-- EXERCISE DESCRIPTION --
Write out all the data again, exactly.

-- THE DATA --
------------------------------------------------------------------------

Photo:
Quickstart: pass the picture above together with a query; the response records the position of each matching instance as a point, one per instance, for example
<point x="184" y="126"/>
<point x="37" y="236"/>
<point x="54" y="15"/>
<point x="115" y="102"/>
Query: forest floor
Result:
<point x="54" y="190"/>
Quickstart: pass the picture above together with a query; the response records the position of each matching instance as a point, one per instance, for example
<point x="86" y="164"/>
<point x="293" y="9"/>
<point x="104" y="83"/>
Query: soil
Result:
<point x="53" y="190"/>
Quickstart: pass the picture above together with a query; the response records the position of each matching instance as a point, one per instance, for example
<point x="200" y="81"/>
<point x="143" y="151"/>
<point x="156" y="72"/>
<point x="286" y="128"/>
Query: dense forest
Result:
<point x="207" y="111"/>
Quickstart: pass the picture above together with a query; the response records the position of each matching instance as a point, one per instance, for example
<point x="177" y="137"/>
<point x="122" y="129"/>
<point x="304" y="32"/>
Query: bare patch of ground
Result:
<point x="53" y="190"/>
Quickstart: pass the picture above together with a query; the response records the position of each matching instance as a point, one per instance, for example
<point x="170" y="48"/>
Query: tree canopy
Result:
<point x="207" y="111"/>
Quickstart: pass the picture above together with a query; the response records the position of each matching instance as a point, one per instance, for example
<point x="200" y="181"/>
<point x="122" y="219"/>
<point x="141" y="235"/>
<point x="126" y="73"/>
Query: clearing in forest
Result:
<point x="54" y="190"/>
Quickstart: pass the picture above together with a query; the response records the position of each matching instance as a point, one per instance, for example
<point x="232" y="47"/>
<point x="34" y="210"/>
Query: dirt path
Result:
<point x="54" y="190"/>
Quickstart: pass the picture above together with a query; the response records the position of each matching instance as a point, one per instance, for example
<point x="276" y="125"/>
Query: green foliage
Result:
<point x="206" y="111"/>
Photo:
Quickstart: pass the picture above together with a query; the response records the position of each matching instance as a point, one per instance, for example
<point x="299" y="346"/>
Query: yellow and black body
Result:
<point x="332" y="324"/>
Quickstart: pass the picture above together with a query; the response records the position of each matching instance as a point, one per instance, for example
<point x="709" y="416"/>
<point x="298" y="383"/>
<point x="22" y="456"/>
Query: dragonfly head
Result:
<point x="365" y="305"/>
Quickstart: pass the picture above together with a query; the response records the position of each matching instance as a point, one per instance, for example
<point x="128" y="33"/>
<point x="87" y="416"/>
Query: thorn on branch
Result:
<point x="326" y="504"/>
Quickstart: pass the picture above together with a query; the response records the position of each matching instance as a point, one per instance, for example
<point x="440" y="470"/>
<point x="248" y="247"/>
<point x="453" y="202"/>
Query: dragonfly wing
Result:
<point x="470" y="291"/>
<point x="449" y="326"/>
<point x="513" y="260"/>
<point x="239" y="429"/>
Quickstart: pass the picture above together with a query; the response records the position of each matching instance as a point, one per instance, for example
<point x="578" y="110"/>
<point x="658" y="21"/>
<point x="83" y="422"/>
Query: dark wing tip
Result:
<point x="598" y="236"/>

------------------------------------------------------------------------

-- RESULT --
Photo:
Quickstart: pass the picture above together with a query; the response records the position of each matching instance as a point, one per instance, for example
<point x="184" y="126"/>
<point x="37" y="236"/>
<point x="54" y="15"/>
<point x="115" y="102"/>
Query: forest floor
Result:
<point x="54" y="190"/>
Quickstart: pass the picture above together with a query; the response records the position of each matching instance as a point, one per instance, for example
<point x="86" y="164"/>
<point x="293" y="9"/>
<point x="104" y="83"/>
Query: soil
Result:
<point x="53" y="190"/>
Quickstart: pass the picture above together with a query; the response records the position of each matching instance as a point, one per instance, for example
<point x="200" y="81"/>
<point x="143" y="151"/>
<point x="156" y="72"/>
<point x="286" y="128"/>
Query: dense forest
Result:
<point x="207" y="111"/>
Quickstart: pass the picture above together with a query; the response records the position of each matching instance as a point, one per instance, for example
<point x="177" y="137"/>
<point x="122" y="129"/>
<point x="304" y="32"/>
Query: bare patch of ground
Result:
<point x="53" y="190"/>
Quickstart: pass the picture above together with a query; the response records the position of each matching instance as a point, one per instance, for example
<point x="170" y="48"/>
Query: tree canopy
Result:
<point x="207" y="111"/>
Quickstart: pass the picture above together with a query; the response records the position of each matching instance as a point, one per instance, for example
<point x="200" y="181"/>
<point x="122" y="219"/>
<point x="141" y="235"/>
<point x="126" y="73"/>
Query: clearing in forest
Result:
<point x="54" y="190"/>
Quickstart: pass the picture above together with a query; the response records the position of each matching instance as a point, one per instance, for example
<point x="232" y="47"/>
<point x="34" y="210"/>
Query: dirt path
Result:
<point x="54" y="190"/>
Quickstart: pass the picture above together with a query; the response records the position of each matching instance as a point, one per instance, for example
<point x="276" y="125"/>
Query: green foliage
Result:
<point x="206" y="111"/>
Photo:
Quickstart: pass the picture above together with a query; the response records the position of each matching instance as a point, one per instance, for example
<point x="299" y="346"/>
Query: yellow and black body
Result:
<point x="332" y="324"/>
Quickstart: pass the picture above together with a query; the response records the position of each matching instance as a point, one per instance, for example
<point x="709" y="416"/>
<point x="298" y="383"/>
<point x="22" y="456"/>
Query: dragonfly head
Result:
<point x="365" y="305"/>
Quickstart: pass the picture above together with a query; the response records the position of each matching instance as a point, one per instance, for example
<point x="128" y="33"/>
<point x="87" y="416"/>
Query: thorn on branch
Result:
<point x="326" y="504"/>
Quickstart: pass the picture above together with a query; the response records the position of each matching instance as a point, one per instance, for example
<point x="440" y="470"/>
<point x="248" y="247"/>
<point x="453" y="202"/>
Query: dragonfly wing
Result:
<point x="470" y="291"/>
<point x="449" y="326"/>
<point x="513" y="260"/>
<point x="239" y="429"/>
Quickstart: pass the picture above together with a query; the response records the position of each matching instance as a point, one per instance, for example
<point x="578" y="110"/>
<point x="658" y="21"/>
<point x="83" y="422"/>
Query: dark wing tip
Result:
<point x="598" y="236"/>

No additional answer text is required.